Tu tarea ▸ Prosigue el fragmento de texto sobre las catacumbas de París a partir de su última oración.

─── Fragmento de texto ───

Catáfilos
He viajado por todo el mundo buscando lo que no se puede ver, visitar y fotografiar. Lugares prohibidos donde el hombre tiene limitada su entrada por motivos políticos, religiosos, secretos y un sinfín de argumentos que no vienen al caso.
Hace unos años me encontraba en París, ciudad que conozco como la palma de mi mano, y mi objetivo estaba puesto en visitar las catacumbas no oficiales que recorren la ciudad de la luz y que son más del 90% de las existentes.
En el número 1 de Avenue du Colonel Henry Rol-Tanguy está la entrada oficial para el tour por las catacumbas. Alrededor de un kilómetro y medio de ordenados huesos colocados de forma simétrica bajo el suelo, y que al normal de los mortales hace estremecer. Ustedes pueden hacer el tour, yo no, es sencillamente aburrido.

─── Datos proporcionados ───

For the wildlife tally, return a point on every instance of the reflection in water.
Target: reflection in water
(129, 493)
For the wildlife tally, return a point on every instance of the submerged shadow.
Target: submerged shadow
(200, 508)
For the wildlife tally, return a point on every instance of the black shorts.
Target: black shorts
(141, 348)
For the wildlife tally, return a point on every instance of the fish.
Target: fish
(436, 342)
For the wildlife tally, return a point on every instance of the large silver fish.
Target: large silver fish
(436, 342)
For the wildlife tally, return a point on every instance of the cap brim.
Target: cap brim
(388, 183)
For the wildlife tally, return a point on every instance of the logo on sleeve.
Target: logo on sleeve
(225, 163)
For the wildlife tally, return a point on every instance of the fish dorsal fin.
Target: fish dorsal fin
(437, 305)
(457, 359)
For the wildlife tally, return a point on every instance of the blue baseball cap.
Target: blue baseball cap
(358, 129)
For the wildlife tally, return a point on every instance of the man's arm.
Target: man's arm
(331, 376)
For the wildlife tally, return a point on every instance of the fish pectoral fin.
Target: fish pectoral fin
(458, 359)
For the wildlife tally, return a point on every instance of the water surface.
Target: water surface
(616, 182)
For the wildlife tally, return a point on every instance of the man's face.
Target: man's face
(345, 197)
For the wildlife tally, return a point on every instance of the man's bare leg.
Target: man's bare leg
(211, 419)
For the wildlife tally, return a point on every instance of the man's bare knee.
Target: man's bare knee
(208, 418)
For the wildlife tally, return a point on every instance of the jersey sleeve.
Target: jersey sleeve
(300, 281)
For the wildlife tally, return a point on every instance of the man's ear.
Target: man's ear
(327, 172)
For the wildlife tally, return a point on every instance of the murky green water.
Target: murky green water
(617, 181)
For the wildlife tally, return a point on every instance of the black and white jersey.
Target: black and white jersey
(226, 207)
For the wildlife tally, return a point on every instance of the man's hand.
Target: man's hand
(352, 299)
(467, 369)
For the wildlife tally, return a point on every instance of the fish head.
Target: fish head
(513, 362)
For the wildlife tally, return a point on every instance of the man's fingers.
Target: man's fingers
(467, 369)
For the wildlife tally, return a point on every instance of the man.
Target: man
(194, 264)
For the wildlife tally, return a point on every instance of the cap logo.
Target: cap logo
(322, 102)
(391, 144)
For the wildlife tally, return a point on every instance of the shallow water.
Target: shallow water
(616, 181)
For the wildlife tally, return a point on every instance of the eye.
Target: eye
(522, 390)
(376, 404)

───
─── Datos proporcionados ───

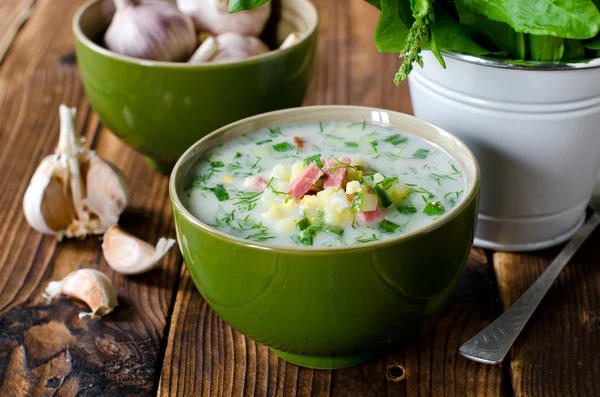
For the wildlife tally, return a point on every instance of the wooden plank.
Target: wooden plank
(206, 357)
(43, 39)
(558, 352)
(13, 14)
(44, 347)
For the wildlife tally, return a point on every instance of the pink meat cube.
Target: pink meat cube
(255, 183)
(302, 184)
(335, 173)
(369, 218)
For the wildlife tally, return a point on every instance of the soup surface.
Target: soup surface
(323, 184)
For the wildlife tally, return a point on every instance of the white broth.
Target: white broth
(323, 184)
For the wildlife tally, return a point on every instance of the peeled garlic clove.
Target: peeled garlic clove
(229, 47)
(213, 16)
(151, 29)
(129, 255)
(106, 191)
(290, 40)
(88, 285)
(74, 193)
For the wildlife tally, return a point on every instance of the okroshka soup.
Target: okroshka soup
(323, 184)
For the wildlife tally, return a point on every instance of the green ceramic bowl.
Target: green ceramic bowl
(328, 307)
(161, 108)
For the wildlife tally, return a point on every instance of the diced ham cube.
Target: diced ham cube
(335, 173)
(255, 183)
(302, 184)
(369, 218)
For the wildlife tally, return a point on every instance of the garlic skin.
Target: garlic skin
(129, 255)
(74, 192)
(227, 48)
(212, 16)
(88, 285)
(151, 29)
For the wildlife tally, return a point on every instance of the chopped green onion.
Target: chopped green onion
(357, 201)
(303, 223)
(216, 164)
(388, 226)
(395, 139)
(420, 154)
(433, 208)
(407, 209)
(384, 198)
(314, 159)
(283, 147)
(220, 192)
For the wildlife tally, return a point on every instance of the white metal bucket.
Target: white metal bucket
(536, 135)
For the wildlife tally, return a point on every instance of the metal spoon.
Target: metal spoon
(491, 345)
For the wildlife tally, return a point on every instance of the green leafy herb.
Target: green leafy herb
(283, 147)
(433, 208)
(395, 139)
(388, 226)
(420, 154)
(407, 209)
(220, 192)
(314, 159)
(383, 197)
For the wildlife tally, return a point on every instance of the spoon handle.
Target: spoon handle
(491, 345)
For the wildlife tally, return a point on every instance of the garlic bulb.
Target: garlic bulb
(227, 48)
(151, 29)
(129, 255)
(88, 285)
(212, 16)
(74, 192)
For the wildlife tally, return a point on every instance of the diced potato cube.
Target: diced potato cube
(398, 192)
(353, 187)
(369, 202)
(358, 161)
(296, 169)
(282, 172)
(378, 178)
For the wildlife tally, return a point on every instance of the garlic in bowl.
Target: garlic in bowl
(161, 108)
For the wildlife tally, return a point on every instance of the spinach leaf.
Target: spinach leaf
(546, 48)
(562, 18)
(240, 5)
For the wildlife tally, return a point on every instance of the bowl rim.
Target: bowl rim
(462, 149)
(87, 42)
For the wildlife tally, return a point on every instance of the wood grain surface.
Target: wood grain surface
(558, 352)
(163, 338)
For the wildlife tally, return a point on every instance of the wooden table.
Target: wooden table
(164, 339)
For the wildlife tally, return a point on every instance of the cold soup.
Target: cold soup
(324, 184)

───
─── Datos proporcionados ───

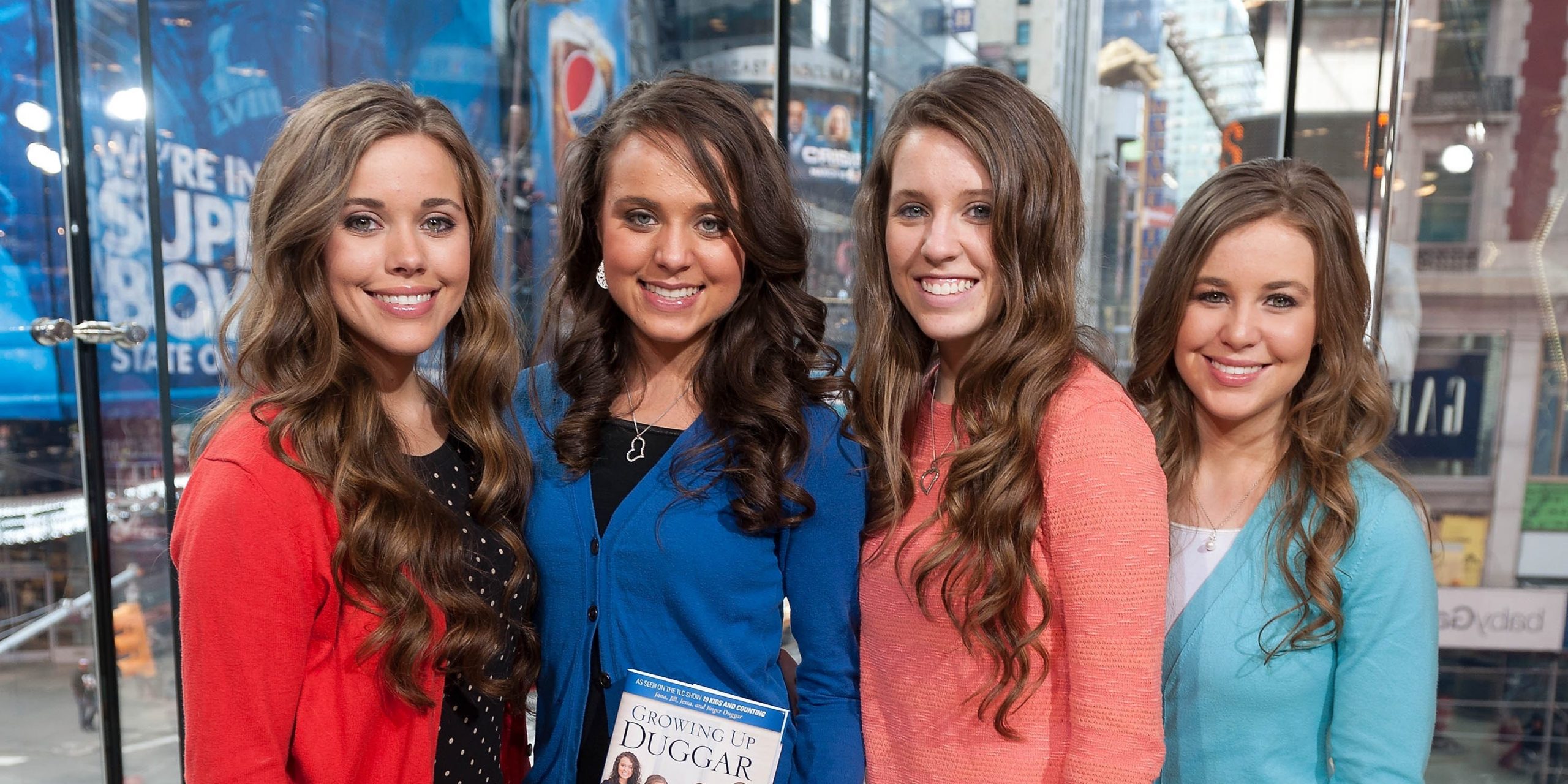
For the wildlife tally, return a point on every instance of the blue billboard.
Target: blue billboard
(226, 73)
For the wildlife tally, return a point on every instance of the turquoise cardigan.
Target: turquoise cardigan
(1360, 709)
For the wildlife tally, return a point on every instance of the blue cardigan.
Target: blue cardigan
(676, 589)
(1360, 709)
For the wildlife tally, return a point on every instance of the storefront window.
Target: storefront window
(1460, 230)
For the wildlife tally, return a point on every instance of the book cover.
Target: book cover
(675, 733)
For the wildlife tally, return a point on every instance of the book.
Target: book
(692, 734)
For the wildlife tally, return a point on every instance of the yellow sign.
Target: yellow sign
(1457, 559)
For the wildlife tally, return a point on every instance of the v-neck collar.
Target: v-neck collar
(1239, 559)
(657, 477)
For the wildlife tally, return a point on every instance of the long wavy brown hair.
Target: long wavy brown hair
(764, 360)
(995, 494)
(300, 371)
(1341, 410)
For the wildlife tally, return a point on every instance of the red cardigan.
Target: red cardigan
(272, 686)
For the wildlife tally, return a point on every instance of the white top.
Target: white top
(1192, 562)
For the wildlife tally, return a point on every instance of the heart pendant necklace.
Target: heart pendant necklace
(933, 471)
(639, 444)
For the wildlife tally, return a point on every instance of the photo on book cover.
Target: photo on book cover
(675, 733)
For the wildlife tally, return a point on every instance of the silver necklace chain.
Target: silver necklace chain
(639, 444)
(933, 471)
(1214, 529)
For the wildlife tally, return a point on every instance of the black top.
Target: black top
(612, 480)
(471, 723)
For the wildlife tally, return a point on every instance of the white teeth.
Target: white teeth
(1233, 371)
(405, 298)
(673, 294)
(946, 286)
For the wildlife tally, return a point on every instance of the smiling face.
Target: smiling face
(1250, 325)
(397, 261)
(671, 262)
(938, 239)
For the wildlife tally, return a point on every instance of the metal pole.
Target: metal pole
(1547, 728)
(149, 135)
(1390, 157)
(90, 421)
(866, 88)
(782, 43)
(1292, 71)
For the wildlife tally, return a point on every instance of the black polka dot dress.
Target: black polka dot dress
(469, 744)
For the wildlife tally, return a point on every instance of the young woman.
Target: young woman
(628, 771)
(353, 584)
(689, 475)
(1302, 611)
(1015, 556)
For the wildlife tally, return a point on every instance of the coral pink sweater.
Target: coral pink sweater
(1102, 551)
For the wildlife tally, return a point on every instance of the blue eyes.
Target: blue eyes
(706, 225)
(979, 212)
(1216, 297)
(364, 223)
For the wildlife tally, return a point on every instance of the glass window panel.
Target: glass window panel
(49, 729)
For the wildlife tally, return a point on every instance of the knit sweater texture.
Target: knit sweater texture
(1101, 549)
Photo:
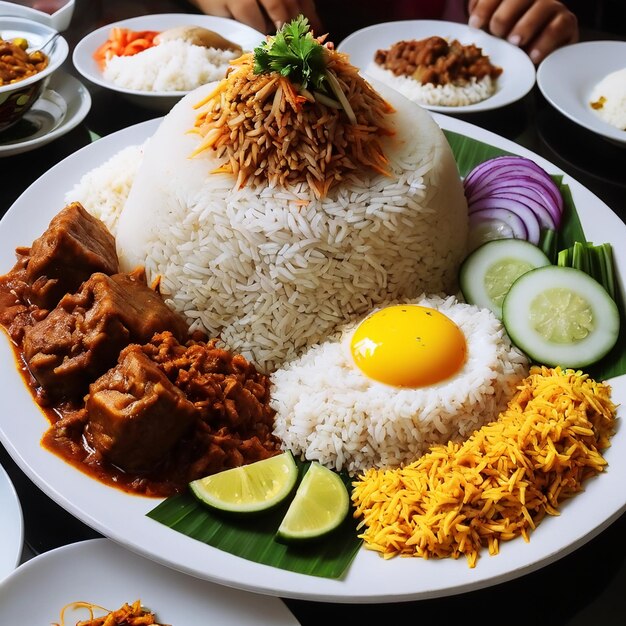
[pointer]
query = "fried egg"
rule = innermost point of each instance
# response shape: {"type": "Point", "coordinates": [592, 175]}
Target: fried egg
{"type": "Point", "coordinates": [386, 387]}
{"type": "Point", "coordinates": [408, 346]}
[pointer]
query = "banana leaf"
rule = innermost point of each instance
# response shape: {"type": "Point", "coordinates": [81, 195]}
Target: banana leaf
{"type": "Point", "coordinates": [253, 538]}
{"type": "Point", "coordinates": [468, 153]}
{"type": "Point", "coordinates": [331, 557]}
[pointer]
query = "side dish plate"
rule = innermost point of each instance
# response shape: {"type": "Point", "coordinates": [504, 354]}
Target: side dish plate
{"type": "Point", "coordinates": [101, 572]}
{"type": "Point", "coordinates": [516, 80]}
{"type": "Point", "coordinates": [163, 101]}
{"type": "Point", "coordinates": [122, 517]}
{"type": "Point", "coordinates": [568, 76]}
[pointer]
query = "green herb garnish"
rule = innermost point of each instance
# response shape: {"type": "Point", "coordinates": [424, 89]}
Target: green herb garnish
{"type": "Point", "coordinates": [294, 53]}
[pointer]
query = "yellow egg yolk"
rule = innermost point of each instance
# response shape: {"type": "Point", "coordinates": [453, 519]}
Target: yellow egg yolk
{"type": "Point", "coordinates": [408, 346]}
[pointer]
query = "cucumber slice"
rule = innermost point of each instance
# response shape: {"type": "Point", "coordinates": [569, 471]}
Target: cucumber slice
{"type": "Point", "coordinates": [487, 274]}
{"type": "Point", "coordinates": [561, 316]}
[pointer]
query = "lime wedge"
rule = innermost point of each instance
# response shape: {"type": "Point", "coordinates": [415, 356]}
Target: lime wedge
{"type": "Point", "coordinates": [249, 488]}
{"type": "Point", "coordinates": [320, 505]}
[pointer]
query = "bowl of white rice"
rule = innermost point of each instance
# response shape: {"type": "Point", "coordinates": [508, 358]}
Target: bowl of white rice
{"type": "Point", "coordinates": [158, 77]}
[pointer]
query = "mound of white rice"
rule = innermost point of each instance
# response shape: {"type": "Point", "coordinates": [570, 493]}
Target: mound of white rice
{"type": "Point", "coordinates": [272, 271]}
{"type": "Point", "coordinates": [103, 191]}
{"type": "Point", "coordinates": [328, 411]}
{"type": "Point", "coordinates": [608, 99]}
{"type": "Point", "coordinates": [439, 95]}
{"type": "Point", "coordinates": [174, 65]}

───

Salida esperada ▸
Durante varias noches estuve merodeando por bocas de alcantarillado y algunas direcciones que había conseguido de husmear por aquí y por allá. Y topé con K-P un chico joven, desaliñado, alto y muy delgado que fijaba en su cabeza una gorra de lana y sobre sus hombros una ajustada gabardina negra. Conseguí convencerlo, billetes en mano, de la mía a la suya, para que me dejará acompañarle en lo que sería una visita ilegal a un laberíntico osario. K-P era un catáfilo profesional que había conseguido burlar durante años a los “cataflics”, una policía especial cuyo cometido es vigilar y sancionar a los que osan adentrarse en la huesera no turística de París.
Accedimos a través de una alcantarilla situada al final de un oscuro callejón, y desde ese momento mis ojos permanecieron perplejos al observar estancias repletas de fémures, tibias, cráneos y todo tipo de huesos esparcidos y dejados “de la mano de Dios y del Hombre”.
Pero mi cabeza estaba ocupada en adivinar qué lleva a una persona a pasar días y días en este lugar. La respuesta de K-P fue simple: la emoción, la aventura, la adrenalina, el riesgo y la libertad.
Mi guía, mientras nos adentrábamos por aquella ciudad silenciosa, me advertía de los numerosos derrumbes y la facilidad con que se podía uno perder en este laberinto.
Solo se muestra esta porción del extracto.